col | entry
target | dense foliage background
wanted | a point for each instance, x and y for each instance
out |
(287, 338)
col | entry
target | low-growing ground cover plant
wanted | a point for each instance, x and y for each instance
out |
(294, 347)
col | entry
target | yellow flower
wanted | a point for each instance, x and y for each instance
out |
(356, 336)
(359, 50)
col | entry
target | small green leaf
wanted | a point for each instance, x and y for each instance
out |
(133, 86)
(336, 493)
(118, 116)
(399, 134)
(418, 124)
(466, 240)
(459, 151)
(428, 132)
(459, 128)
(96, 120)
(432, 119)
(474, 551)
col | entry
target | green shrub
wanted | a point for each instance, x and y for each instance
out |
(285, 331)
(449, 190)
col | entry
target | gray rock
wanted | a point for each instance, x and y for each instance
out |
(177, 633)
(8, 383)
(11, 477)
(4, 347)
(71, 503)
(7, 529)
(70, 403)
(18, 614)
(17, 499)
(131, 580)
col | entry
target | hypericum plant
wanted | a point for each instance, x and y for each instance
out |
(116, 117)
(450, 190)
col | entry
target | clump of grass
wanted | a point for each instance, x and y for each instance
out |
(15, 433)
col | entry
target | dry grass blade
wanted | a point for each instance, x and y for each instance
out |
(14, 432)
——————————
Set problem
Retype the material in full, character for character.

Output below
col | entry
target | dense foliage background
wanted | a point for each instance, x and y for each instance
out |
(287, 338)
col | entry
target | low-growing ground cover plant
wanted | a point for each instance, x and y for each instance
out |
(294, 347)
col | entry
target | yellow flower
wanted | a point for each instance, x and y for each instance
out |
(356, 336)
(359, 50)
col | entry
target | small green leaf
wanted | a point for each instance, x and y for each instance
out |
(133, 86)
(336, 493)
(118, 116)
(399, 134)
(418, 124)
(466, 240)
(459, 151)
(428, 132)
(459, 128)
(96, 120)
(432, 119)
(474, 551)
col | entry
target | green shrub
wanted | a point for each instance, x and y for each instance
out |
(285, 331)
(449, 190)
col | entry
target | gray rock
wanted | a point for each instance, x and y for each instance
out |
(177, 633)
(8, 383)
(11, 477)
(4, 347)
(71, 503)
(7, 529)
(70, 403)
(18, 614)
(17, 499)
(131, 580)
col | entry
target | hypericum plant
wanted | a point for each instance, x and y for each instance
out |
(116, 117)
(450, 190)
col | entry
target | clump of grass
wanted | a point for each instance, x and y for each instance
out |
(15, 433)
col | entry
target | dry grass blade
wanted | a point for each instance, x and y for each instance
out |
(14, 432)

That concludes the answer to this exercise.